**JOB:** Return each line of the records below that contains the word "sunset".

........

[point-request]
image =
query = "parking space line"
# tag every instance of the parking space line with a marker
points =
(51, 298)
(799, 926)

........

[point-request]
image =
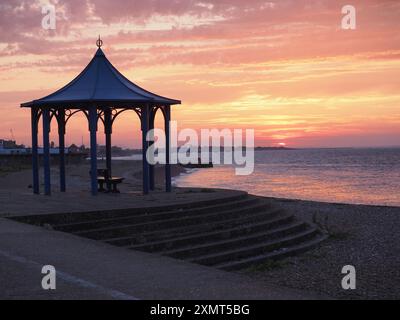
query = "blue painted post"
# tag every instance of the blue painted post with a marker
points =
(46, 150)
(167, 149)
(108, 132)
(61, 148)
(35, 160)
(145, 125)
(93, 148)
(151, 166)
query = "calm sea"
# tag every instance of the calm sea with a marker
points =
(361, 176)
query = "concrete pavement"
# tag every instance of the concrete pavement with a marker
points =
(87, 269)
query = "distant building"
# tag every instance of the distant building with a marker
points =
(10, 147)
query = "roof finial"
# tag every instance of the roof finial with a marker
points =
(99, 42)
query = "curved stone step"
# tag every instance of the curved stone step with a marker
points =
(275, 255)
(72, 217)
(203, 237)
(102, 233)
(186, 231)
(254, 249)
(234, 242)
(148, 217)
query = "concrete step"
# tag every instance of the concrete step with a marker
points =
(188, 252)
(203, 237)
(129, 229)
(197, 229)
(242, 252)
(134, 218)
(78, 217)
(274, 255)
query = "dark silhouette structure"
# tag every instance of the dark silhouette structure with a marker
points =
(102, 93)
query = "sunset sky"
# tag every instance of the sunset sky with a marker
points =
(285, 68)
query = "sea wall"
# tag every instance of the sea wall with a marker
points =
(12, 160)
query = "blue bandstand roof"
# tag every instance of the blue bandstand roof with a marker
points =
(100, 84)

........

**RESPONSE TO THE TASK:**
query = "sunset sky"
# tag every instance of the sunset sky with a marker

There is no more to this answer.